▸ TASK STATEMENT
One part of the entries below is wanted: the lines from the one containing "Can you please pinpoint where the hillside" through the one containing "Can you please pinpoint where the green". Write those out exactly and nothing else.

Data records
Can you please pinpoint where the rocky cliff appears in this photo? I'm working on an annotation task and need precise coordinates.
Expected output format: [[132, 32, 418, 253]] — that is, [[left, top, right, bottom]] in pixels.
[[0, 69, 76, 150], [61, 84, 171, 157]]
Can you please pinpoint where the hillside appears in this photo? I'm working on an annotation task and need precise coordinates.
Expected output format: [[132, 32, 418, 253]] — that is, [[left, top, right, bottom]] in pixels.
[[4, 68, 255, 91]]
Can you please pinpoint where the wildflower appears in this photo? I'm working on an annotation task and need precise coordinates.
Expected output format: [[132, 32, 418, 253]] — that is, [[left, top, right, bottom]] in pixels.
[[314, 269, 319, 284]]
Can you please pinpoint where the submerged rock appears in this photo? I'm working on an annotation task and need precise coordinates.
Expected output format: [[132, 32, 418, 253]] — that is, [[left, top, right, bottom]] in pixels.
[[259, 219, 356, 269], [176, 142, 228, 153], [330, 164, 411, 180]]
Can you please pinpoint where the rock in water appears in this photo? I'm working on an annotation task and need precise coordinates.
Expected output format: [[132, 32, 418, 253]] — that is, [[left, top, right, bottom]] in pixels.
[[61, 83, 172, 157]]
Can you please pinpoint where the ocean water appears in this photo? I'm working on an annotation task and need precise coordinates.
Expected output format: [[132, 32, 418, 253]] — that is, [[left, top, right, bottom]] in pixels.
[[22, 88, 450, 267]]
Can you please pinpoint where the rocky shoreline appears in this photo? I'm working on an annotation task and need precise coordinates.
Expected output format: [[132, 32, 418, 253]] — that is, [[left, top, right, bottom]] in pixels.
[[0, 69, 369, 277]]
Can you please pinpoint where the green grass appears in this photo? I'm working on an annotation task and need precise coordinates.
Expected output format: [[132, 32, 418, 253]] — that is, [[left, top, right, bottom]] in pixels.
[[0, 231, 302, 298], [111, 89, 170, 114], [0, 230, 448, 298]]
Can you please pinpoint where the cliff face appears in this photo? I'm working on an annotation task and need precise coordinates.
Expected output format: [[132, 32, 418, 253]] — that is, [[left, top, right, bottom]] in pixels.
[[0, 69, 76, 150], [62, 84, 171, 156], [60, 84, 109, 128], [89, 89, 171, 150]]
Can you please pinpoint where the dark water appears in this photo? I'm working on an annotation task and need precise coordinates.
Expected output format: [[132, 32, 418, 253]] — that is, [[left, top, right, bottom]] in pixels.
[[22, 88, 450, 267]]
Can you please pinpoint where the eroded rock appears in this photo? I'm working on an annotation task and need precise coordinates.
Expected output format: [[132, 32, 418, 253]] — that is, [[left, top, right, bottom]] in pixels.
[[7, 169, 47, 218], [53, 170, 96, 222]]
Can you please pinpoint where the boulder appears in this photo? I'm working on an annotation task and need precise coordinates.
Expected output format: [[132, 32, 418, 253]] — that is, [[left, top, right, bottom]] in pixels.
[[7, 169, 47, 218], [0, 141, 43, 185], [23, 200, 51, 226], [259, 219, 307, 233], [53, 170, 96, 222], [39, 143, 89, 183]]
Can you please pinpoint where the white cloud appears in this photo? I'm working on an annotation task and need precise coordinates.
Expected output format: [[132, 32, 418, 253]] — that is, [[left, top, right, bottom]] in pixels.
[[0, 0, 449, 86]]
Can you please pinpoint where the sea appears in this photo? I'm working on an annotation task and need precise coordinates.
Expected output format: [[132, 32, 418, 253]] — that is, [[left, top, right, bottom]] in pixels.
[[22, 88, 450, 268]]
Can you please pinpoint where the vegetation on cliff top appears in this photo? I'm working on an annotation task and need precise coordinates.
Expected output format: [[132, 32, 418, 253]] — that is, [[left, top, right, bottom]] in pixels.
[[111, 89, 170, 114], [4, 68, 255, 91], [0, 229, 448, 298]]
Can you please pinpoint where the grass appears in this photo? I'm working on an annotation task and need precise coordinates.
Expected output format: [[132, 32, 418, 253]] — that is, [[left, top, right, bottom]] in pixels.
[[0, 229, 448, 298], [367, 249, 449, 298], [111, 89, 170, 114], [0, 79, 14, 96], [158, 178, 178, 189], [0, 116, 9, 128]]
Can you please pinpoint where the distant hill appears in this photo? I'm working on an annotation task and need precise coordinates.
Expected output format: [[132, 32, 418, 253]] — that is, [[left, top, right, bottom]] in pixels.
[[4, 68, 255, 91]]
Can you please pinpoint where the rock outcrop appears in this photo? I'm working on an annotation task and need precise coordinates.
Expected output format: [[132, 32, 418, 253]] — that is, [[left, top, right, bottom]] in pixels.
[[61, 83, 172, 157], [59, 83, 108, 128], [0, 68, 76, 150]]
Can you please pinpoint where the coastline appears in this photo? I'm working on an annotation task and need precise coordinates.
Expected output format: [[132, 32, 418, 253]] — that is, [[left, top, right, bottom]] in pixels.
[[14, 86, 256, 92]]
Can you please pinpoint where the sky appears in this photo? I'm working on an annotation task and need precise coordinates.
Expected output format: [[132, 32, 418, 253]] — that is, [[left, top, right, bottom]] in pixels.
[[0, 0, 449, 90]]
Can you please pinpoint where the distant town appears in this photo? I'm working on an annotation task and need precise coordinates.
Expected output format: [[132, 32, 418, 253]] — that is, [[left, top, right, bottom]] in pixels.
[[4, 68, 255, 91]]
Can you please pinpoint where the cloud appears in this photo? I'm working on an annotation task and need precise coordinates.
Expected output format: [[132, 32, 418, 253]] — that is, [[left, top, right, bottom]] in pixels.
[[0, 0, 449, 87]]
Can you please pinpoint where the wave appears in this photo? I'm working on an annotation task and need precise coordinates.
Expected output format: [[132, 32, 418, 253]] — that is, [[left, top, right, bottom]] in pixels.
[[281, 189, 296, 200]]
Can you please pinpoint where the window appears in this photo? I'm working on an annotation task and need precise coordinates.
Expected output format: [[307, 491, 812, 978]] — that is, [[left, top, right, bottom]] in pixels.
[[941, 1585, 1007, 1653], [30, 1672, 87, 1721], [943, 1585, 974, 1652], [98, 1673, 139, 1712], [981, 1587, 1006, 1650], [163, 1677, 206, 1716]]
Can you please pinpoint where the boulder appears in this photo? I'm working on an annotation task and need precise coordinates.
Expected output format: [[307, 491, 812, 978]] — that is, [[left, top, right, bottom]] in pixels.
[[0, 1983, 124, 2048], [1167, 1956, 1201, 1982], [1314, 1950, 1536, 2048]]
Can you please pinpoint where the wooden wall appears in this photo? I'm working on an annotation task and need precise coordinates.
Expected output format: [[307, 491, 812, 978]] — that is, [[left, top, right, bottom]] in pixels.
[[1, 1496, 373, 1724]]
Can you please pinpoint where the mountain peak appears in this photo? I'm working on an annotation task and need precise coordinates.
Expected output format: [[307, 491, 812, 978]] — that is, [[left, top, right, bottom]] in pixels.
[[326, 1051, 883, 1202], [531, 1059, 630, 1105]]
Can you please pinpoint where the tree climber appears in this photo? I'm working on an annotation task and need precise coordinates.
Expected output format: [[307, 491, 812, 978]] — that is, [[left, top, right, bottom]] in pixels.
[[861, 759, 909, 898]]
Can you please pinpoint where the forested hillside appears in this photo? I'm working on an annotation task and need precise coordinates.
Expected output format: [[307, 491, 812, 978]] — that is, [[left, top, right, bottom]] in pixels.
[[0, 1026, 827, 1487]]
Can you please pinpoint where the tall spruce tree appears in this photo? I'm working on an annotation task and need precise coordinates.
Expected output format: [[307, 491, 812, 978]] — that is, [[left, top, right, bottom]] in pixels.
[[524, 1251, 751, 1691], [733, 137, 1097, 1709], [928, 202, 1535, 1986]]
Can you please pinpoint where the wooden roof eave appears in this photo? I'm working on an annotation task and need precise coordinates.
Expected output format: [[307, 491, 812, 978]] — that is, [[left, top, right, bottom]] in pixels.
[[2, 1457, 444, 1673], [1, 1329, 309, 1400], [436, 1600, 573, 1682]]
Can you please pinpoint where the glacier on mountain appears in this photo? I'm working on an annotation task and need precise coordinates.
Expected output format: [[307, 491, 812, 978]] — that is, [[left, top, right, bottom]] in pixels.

▸ SOLUTION TO THIS EXERCISE
Can you please pinpoint where the hillside appears in this photo? I'm working on an annotation task and need precise coordinates.
Expected output format: [[132, 32, 418, 253]] — that is, [[left, top, right, bottom]] in pixels.
[[4, 68, 255, 91]]
Can you please pinpoint where the wildflower appears in this photo? I'm working on an annotation task and need precise coordinates.
Expected output format: [[132, 32, 418, 253]] — that is, [[left, top, right, bottom]] in pixels.
[[314, 269, 319, 284]]
Can you please pinpoint where the submerged rock appears in this photo? I'm working on an annotation task and need precise coordinates.
Expected output format: [[132, 32, 418, 253]] — that is, [[left, top, right, bottom]] in pixels.
[[259, 219, 356, 269], [176, 142, 228, 153], [330, 164, 411, 180]]
Can you please pinpoint where the rock in water appears in this photo? I'm working on an annotation task and need precise coordinates.
Expected output format: [[132, 32, 418, 253]] — that is, [[left, top, right, bottom]] in pixels.
[[61, 83, 172, 157]]
Can you please pinpoint where the ocean water appears in this photo? I'm working on an annotation task and need precise coordinates.
Expected output format: [[132, 32, 418, 253]] — that is, [[left, top, right, bottom]] in pixels.
[[22, 88, 450, 267]]
Can you please pinpoint where the rocky shoreline appears in this photo? I'm working on an annotation task and need precise coordinates.
Expected output format: [[132, 32, 418, 253]] — that is, [[left, top, right, bottom]] in pixels.
[[0, 69, 369, 277]]
Can you please pinpoint where the green grass appears in this photo? I'm working on an annotation task and need precise coordinates.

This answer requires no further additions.